Text to read >>
= = = = =

# Looking for s. Ga lease or club



## schleyhunter (Feb 8, 2012)

We are looking for a very well managed trophy club. Two guys both have wives and families looking for a 130" min trophy club. Location not crucial, however would like to stay around 1.5 hrs to 2 hrs from atl. Both have electric carts and understand the importance of wind, low pressure and hunting trophy bucks. Call or pm ifyou have something we may be interested in. 770-560-7046. Prefer camp with power and water....


----------



## schleyhunter (Feb 12, 2012)

We are very serious trophy hunters. Looking to join a club with the same minded people.


----------



## Buck killers Wife (Feb 12, 2012)

How much are yall looking to spend joining a club like that, ball park!
Does the wife and family hunt with you on this low pressured place? thanks


----------



## schleyhunter (Feb 12, 2012)

Budget is negotiable, depending on area and property... I have a son that is 11 that hunts with me and has since he was 2. Good trophy hunter. Other guy has a son, but not much into hunting, about to leave to go to college.


----------



## Buck killers Wife (Feb 12, 2012)

Has your son ever harvested a good one? Thats our goal where we hunt.Do u sit with him or very close.Has he ever killed a deer?


----------



## schleyhunter (Feb 12, 2012)

Yes, my son has kileed 12 to 15 deer. he killed his first one when he was 4, and has killed 2 bucks over 125. yes he hunts with me, I have just this year started letting him hunt within a few hundred yards of me. why do you ask, what kind of land do you have?

= = = = =

Data entries >>
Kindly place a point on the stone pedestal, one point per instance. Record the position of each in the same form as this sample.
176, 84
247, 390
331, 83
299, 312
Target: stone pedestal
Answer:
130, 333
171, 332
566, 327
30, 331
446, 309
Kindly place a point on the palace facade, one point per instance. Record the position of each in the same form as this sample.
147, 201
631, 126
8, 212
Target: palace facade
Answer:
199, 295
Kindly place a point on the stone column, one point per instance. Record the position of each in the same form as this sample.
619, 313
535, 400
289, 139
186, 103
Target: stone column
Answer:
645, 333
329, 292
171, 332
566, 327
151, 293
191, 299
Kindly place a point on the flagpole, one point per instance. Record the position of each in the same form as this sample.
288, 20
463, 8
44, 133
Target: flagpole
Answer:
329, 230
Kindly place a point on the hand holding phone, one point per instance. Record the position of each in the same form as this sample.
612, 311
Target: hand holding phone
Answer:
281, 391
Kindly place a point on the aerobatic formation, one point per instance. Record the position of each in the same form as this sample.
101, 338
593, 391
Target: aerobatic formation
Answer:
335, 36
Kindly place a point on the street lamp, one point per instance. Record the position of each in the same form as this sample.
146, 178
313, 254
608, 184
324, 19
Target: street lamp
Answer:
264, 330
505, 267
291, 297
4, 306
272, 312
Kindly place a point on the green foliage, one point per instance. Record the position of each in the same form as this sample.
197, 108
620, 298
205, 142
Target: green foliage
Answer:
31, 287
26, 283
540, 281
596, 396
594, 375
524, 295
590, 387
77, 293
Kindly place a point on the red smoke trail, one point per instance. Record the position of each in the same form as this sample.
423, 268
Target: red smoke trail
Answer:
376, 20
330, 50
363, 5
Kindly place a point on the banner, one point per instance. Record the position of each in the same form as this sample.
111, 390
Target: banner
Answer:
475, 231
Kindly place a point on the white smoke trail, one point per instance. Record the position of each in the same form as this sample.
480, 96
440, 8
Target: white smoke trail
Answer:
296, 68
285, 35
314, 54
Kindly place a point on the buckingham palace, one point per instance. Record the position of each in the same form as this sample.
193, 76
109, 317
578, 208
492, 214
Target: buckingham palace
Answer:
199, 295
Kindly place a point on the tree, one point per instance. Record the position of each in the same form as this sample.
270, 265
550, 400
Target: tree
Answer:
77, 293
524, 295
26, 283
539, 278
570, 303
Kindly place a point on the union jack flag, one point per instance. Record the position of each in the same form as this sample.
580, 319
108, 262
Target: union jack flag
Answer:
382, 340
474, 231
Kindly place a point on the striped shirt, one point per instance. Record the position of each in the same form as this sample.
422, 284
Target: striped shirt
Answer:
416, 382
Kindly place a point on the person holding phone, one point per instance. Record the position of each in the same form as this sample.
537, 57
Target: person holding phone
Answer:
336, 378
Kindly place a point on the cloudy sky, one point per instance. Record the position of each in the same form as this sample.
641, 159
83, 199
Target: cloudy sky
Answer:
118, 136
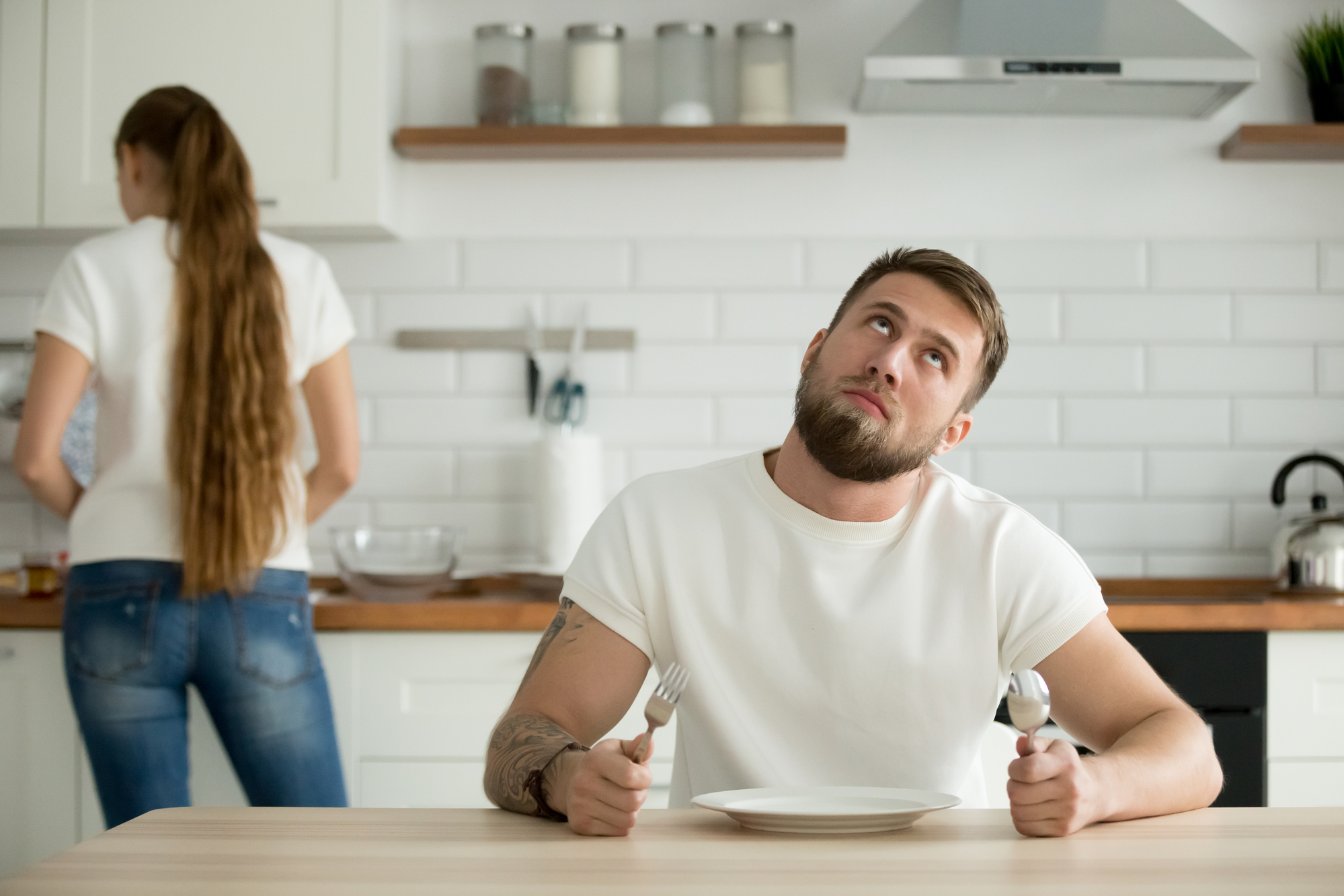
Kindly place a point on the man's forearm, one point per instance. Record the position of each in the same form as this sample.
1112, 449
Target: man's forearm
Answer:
1164, 765
523, 743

= = = = =

What is required >>
In the hunting club thread, rewrite the passage from "Budget is negotiable, depending" to "go to college.", putting "university" in place of "college".

Answer to the exercise >>
Budget is negotiable, depending on area and property... I have a son that is 11 that hunts with me and has since he was 2. Good trophy hunter. Other guy has a son, but not much into hunting, about to leave to go to university.